__DOCUMENT SECTION__
-.-.-

Let's get into the details. 



Originally, what drew me to his book was the way the author presented the story. In fact, it was the only thing I found interesting as I found the story itself was rather plain and boring. I enjoyed the communication from Leo to Hannah through a series of letters critiquing her book as it broke the fourth wall a bit. 

However, as I went on, the format lost its charm and only added to the confusing mess that was this book. I spent a lot of time during this book being very confused, which was both my fault and the books. My brain just kept going back and forth on whether or not this was a book about a book, which ended up pulling me out of the story. 


This is a multi-layered story where the author chose to focus on the second layer instead of the first. The 'real' story, which is nothing but a series of letters from Leo to Hannah, the author of the story you are actually reading. What we are consuming is a book in the works by a character we do not get to meet, which is a bit of an odd choice. 

Like the nature of this story, I had layers upon layers of issues with the plot to the point where I don't even know where to begin. It was predictable in an 'in your face' kind of way, and it simply just wasn't a very captivating mystery thriller. As I said earlier, I didn't mind the story at first, but once the charm of the format wore off, I was left with a clunky and hollow story.

-.-.-

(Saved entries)
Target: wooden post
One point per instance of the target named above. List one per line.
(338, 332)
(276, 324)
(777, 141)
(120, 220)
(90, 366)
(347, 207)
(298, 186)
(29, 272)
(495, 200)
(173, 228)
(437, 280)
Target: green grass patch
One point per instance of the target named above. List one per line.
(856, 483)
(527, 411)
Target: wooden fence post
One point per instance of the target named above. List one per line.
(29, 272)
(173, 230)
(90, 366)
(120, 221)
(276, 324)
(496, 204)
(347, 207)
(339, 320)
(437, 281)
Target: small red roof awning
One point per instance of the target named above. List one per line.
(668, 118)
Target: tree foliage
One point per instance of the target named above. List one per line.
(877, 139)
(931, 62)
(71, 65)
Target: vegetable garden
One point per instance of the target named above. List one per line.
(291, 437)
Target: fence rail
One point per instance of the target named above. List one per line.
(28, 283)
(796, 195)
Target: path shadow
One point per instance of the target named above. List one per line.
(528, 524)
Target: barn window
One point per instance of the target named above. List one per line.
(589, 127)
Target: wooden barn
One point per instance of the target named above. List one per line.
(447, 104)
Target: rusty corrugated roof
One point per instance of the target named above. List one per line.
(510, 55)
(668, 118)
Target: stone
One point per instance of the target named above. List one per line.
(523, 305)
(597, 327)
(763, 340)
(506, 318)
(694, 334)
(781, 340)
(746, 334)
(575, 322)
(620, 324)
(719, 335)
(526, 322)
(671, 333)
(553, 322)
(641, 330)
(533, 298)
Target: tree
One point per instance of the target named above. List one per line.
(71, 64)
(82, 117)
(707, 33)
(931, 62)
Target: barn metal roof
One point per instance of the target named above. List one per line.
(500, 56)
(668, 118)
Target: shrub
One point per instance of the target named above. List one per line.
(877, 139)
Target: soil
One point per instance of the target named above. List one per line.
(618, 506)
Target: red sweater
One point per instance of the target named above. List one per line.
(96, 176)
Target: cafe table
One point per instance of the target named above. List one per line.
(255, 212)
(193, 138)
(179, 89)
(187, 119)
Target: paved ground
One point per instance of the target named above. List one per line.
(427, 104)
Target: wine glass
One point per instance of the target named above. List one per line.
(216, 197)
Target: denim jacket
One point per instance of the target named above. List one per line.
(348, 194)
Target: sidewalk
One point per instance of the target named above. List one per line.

-.-.-

__WHAT TO WORK ON__
From the book review, list every negative adjective the reviewer applies directly to the word "story."

__WRITTEN SOLUTION__
plain, boring, clunky, hollow